The task =>
Which lines run from the line with "positive clicks: (654, 929)" through the line with "box: [26, 541, 1589, 1067]" in the entries below? Print them exactly, both ends included, and nothing more.

Supplied material =>
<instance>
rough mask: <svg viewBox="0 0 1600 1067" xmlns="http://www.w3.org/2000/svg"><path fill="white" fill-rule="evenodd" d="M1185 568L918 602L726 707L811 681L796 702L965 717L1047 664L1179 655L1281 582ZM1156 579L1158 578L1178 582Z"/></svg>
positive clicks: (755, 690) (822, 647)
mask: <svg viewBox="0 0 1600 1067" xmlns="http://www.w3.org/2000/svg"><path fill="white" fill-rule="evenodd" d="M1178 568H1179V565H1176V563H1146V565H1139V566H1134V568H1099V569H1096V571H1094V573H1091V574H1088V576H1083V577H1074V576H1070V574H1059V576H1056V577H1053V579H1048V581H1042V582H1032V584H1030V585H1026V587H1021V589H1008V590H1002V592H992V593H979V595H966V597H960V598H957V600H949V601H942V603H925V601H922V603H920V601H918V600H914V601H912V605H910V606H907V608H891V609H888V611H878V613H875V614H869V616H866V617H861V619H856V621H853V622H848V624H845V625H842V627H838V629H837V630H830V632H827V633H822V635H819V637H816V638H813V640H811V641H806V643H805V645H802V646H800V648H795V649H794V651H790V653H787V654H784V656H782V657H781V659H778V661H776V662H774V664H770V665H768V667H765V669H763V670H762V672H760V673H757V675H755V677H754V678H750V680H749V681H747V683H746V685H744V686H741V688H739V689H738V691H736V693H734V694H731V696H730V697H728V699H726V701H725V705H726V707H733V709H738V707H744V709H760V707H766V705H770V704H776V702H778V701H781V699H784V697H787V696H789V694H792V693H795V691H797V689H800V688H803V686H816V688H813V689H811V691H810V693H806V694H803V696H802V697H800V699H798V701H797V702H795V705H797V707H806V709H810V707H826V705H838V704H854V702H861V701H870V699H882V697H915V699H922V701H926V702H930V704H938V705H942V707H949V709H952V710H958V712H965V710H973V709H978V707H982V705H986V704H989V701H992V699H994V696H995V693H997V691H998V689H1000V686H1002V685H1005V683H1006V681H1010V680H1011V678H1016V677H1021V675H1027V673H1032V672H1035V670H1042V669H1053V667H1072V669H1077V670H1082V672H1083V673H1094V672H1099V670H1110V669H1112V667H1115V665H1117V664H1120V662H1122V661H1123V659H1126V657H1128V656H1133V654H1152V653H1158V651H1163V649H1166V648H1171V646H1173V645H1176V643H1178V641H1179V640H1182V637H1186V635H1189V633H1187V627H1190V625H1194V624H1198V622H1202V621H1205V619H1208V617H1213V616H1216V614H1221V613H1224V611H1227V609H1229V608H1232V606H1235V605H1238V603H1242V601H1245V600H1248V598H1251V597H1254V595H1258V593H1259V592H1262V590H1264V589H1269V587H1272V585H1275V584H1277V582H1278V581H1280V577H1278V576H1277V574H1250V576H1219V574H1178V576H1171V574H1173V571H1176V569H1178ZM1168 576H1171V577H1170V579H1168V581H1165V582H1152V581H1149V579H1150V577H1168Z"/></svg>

* * *

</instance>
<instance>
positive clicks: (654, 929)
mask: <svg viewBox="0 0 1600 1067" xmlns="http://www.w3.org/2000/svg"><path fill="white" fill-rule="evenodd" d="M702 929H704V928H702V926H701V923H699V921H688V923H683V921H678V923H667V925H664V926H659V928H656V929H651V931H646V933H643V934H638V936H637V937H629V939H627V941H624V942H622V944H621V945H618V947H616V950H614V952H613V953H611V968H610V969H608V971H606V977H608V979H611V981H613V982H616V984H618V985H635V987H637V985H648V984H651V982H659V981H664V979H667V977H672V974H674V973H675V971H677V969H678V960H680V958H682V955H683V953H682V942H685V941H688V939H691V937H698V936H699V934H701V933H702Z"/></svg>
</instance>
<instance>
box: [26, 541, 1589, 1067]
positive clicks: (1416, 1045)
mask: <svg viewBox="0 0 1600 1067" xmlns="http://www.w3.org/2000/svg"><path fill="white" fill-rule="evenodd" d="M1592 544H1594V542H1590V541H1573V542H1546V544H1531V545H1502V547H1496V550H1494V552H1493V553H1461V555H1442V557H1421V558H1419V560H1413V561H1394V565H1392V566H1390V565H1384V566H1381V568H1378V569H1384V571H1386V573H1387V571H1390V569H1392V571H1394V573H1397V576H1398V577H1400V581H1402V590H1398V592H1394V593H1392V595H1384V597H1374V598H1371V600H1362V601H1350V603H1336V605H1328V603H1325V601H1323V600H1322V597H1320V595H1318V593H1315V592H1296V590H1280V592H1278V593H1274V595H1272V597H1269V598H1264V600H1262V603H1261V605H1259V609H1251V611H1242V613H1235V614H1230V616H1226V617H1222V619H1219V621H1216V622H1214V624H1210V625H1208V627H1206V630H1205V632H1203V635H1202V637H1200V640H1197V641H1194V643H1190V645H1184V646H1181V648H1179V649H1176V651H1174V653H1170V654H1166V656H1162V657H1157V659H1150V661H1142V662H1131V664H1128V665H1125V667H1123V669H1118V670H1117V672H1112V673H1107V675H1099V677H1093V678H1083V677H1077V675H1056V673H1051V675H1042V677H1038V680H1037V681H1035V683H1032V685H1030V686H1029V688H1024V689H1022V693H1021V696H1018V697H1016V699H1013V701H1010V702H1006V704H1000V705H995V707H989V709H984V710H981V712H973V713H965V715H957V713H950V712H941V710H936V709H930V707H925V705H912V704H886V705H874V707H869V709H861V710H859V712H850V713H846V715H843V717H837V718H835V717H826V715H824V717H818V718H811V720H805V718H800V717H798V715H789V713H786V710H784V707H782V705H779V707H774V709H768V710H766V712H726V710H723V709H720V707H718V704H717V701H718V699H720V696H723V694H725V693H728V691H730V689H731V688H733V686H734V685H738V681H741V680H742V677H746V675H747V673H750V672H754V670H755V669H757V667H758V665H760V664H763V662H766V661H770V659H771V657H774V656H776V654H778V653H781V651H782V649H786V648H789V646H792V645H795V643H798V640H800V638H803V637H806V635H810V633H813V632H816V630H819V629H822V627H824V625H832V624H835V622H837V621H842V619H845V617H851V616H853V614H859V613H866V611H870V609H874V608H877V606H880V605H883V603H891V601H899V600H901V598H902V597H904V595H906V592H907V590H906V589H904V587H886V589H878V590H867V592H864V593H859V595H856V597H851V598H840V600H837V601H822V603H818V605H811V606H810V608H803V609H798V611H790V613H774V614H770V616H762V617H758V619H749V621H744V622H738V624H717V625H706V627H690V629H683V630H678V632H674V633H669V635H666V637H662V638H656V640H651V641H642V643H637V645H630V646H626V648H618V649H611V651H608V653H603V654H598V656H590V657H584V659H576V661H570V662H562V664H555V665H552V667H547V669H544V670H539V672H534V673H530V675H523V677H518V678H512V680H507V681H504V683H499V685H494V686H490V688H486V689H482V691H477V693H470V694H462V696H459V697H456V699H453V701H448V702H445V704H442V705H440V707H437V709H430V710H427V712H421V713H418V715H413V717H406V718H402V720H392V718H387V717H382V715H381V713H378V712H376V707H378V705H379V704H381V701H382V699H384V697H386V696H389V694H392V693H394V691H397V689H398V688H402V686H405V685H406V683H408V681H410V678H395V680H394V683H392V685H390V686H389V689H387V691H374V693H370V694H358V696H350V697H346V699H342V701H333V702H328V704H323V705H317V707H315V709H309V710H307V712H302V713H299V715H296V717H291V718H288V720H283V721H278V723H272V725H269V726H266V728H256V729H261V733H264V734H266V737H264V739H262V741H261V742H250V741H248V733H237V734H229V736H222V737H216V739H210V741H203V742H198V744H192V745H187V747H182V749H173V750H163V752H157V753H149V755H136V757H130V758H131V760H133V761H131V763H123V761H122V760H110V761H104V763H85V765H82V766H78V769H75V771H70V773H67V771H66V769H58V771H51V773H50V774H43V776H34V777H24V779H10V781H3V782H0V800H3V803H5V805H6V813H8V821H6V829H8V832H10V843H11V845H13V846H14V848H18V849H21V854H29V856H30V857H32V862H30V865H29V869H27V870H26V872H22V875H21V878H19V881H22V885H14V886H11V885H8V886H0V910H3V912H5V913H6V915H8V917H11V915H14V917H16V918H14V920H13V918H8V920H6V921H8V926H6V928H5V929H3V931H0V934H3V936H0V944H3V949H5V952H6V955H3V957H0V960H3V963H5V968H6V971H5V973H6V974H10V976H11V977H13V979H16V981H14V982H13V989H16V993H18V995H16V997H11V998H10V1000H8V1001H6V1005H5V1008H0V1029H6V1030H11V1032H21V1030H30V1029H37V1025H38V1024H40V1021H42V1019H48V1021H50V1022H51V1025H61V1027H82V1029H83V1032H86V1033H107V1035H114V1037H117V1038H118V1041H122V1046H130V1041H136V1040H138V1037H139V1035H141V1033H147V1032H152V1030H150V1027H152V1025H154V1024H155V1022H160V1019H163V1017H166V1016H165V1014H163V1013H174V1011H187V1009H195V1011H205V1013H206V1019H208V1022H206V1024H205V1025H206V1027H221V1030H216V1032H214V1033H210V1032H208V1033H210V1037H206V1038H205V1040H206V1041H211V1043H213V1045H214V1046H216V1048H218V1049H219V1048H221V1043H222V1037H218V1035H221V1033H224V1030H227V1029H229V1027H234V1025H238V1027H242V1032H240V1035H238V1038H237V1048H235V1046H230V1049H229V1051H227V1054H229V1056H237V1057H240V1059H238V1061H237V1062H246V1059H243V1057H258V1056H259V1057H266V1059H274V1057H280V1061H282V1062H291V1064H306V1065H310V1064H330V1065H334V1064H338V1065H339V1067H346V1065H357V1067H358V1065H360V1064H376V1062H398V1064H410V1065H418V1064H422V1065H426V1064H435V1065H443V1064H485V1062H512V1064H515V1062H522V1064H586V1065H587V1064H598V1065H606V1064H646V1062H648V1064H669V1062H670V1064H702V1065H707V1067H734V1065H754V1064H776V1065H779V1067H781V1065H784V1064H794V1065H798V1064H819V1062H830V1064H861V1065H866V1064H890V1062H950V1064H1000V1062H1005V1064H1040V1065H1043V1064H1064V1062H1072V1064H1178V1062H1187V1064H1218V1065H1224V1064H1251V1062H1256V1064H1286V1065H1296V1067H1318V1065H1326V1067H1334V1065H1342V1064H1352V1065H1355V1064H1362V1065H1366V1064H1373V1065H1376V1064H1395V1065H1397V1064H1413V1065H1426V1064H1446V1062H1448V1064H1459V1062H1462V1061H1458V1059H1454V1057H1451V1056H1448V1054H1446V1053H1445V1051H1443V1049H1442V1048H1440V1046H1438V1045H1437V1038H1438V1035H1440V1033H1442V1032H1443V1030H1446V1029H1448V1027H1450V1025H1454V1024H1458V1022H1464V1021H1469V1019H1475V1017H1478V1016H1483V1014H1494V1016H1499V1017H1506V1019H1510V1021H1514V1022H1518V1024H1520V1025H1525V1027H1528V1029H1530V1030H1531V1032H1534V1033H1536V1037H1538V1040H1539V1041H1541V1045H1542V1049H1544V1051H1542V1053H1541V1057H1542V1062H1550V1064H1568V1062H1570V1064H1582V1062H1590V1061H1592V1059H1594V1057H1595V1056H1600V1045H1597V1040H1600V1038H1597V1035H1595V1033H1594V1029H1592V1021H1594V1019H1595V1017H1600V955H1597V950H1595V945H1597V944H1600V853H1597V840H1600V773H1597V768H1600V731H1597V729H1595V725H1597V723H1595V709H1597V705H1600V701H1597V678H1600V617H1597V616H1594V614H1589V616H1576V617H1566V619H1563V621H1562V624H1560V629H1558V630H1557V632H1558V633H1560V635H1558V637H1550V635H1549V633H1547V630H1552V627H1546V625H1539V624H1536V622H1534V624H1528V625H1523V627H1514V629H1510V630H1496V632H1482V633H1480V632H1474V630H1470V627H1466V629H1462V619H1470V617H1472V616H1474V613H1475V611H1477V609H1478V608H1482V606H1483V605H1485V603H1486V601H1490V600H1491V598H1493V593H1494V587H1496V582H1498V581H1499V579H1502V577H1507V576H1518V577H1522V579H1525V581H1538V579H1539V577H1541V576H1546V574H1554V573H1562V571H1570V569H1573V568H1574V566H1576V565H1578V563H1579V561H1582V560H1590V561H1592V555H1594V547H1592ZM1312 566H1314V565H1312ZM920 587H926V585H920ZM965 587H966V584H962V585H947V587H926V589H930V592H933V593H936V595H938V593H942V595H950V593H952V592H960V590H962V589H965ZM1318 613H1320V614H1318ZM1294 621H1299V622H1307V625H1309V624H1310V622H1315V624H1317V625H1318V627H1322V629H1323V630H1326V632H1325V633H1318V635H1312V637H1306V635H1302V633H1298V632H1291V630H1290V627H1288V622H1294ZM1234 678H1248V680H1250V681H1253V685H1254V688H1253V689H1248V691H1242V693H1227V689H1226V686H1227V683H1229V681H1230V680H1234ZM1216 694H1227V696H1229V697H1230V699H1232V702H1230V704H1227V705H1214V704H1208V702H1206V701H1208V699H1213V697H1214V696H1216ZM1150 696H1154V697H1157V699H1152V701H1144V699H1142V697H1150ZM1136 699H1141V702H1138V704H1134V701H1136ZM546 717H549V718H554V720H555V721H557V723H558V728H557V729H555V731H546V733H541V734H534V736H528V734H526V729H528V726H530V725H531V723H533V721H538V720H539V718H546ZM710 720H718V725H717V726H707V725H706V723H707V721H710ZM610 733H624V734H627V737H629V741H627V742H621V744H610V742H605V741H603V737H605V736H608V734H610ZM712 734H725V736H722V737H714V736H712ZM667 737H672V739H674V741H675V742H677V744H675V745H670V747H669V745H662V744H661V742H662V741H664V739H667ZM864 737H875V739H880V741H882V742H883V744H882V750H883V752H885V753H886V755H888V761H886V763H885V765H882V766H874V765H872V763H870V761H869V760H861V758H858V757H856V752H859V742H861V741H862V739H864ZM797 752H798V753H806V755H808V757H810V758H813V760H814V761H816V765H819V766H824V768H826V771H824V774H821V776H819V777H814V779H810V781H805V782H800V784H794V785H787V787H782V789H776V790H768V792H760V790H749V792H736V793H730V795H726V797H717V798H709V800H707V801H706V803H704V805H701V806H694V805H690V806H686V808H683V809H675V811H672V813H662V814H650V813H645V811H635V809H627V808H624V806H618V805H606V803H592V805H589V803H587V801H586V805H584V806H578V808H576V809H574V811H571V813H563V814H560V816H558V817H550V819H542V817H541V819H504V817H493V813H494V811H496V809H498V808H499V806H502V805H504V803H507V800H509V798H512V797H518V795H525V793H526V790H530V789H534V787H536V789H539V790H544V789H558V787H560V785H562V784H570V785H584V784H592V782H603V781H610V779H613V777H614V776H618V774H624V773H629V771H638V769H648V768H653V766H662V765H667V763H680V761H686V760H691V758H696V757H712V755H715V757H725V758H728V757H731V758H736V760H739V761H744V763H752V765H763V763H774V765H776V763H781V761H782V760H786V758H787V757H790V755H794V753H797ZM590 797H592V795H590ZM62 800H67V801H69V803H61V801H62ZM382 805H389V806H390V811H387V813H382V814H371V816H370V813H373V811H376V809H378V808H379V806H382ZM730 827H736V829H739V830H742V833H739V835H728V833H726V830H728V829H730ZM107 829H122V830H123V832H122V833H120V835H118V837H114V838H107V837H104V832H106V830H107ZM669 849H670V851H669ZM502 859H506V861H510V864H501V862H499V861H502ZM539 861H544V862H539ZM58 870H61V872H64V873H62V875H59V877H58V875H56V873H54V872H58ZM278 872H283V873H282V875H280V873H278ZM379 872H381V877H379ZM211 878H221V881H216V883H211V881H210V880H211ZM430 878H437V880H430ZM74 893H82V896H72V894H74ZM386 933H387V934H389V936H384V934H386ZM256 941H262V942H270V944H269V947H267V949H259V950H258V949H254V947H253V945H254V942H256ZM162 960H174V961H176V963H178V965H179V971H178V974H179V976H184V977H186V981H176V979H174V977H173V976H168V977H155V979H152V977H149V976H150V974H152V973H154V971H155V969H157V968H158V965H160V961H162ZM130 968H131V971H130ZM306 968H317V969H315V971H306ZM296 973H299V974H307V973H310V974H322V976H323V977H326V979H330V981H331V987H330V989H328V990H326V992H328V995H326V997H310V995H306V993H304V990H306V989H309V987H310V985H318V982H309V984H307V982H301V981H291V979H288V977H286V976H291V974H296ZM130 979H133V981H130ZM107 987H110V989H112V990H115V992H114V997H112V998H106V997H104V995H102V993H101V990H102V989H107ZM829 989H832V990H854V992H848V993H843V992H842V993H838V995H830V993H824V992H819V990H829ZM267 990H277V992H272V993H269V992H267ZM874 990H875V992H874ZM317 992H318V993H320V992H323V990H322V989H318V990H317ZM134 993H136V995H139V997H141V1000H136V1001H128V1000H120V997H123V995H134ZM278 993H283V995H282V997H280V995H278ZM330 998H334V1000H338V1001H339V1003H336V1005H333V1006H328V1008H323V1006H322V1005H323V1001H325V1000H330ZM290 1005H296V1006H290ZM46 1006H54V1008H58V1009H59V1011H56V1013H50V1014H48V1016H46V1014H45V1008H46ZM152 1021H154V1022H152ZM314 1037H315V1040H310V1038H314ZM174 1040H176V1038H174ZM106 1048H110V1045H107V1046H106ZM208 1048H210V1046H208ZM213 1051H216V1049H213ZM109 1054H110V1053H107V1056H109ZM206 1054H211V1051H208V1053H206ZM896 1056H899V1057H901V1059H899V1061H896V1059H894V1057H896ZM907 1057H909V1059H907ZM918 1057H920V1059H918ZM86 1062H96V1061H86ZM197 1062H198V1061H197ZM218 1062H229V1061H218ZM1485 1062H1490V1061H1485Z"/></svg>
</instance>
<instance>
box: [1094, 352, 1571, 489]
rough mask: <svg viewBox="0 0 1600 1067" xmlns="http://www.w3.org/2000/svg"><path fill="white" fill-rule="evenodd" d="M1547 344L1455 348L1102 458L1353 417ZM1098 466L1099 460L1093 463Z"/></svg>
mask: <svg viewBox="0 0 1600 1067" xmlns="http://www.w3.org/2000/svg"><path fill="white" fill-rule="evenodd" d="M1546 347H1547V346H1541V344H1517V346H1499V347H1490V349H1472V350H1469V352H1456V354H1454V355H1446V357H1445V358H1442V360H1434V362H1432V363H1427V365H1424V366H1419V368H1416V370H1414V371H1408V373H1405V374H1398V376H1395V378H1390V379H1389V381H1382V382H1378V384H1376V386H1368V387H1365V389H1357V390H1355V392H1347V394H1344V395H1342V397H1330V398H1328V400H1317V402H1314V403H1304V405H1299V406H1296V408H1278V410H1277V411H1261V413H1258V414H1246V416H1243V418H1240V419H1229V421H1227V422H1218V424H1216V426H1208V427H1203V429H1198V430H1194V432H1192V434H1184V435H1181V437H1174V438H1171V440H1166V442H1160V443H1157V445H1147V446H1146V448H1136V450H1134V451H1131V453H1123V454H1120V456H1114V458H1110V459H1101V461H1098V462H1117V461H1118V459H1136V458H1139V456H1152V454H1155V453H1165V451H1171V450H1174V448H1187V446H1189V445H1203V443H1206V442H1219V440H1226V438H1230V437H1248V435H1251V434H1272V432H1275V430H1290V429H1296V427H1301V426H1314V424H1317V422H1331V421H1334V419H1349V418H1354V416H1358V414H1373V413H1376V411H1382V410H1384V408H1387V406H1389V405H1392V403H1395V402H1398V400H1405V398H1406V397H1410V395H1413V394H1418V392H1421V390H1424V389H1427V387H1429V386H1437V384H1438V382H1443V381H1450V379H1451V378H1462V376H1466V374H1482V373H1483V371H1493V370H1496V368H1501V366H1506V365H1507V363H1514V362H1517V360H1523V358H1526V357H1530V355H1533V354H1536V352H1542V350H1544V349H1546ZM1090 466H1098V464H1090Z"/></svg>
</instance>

Exercise answer =>
positive clicks: (654, 929)
mask: <svg viewBox="0 0 1600 1067" xmlns="http://www.w3.org/2000/svg"><path fill="white" fill-rule="evenodd" d="M702 929H704V928H702V926H701V923H699V921H688V923H683V921H678V923H667V925H664V926H659V928H656V929H651V931H646V933H643V934H638V936H637V937H629V939H627V941H624V942H622V944H621V945H618V947H616V950H614V952H613V953H611V968H610V969H608V971H606V977H608V979H611V981H613V982H616V984H618V985H635V987H637V985H648V984H651V982H659V981H664V979H667V977H672V974H674V973H675V971H677V969H678V960H680V958H682V955H683V953H682V942H685V941H688V939H691V937H698V936H699V934H701V933H702Z"/></svg>
</instance>
<instance>
box: [26, 541, 1589, 1067]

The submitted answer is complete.